- **Data supplied**
__________

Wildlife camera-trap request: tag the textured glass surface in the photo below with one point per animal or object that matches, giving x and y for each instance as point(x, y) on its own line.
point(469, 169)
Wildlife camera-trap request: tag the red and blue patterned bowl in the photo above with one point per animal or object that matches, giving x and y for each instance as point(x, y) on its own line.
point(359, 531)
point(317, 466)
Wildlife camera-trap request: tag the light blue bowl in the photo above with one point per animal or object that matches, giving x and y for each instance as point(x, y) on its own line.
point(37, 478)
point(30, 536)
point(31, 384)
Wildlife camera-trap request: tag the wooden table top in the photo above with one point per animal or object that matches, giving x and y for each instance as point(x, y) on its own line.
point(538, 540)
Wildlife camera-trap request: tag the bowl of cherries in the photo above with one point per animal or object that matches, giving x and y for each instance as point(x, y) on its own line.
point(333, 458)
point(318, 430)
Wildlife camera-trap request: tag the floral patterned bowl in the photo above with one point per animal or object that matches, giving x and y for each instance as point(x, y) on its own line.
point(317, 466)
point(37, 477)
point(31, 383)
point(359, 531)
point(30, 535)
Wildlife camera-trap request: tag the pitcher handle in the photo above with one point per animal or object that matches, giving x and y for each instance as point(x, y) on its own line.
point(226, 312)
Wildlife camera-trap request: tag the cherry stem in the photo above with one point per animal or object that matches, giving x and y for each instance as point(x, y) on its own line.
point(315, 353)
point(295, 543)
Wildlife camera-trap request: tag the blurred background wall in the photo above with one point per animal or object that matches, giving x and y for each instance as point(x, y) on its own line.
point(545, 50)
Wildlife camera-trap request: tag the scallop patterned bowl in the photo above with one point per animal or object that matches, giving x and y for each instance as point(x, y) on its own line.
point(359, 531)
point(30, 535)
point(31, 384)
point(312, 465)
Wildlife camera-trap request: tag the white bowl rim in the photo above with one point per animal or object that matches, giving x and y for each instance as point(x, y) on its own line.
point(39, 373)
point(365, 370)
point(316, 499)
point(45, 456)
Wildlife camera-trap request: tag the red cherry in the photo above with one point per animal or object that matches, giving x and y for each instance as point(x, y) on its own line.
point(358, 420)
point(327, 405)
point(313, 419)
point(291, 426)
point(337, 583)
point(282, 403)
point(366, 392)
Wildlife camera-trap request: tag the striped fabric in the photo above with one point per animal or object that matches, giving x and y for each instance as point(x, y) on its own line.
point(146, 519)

__________

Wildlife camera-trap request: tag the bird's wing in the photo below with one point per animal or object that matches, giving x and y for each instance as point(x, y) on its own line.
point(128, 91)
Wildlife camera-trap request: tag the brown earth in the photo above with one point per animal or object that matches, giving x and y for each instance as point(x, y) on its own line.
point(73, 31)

__________

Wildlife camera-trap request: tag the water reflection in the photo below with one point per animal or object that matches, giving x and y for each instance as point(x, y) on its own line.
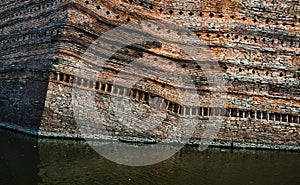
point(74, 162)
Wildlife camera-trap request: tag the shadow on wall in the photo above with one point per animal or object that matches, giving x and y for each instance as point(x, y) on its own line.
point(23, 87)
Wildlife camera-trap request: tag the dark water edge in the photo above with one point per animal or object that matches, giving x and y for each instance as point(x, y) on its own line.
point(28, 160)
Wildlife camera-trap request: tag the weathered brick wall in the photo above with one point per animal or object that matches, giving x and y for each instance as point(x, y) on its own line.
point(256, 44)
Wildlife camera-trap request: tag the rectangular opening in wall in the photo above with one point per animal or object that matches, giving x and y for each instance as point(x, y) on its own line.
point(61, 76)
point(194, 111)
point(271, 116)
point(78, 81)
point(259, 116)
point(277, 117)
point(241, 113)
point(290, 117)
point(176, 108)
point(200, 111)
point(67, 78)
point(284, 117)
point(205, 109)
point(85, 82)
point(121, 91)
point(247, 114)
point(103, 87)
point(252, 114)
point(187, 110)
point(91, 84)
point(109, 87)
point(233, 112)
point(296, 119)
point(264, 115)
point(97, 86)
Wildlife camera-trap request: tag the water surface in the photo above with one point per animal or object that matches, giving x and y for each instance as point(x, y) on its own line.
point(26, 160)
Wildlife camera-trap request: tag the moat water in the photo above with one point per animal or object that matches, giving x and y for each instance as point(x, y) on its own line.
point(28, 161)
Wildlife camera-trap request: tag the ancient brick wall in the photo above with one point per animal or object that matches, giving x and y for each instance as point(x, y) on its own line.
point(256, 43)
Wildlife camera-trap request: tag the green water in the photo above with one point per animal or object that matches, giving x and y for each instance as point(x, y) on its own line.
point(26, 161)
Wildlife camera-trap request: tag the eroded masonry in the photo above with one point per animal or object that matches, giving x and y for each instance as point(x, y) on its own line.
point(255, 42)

__________

- **Exercise instructions**
Convert the stretch from the line containing "Wildlife camera-trap request: tag the water surface" through the line containing "point(255, 42)" into a Markdown table with columns headed Row and Line, numbering each row and omitting blank lines.

- **Final answer**
| Row | Line |
|---|---|
| 1 | Wildlife camera-trap request: tag the water surface in the photo above with one point per animal or object that matches, giving x and y for each instance as point(x, y) on its own line. |
| 2 | point(26, 160) |
| 3 | Wildlife camera-trap request: tag the moat water in the photo above with one point per animal or object that matches, giving x and y for each instance as point(x, y) on its own line. |
| 4 | point(28, 161) |
| 5 | Wildlife camera-trap request: tag the ancient brick wall in the photo above with one point per animal or object that matches, giving x and y for each instance as point(x, y) on its own line. |
| 6 | point(256, 43) |
| 7 | Wildlife camera-trap request: tag the green water in the photo above with one point per animal or object that matches, giving x and y for each instance as point(x, y) on its own line. |
| 8 | point(26, 161) |
| 9 | Wildlife camera-trap request: tag the eroded masonry in the photo above with one point per animal or object that matches, giving x and y for each instance as point(x, y) on its own line. |
| 10 | point(255, 42) |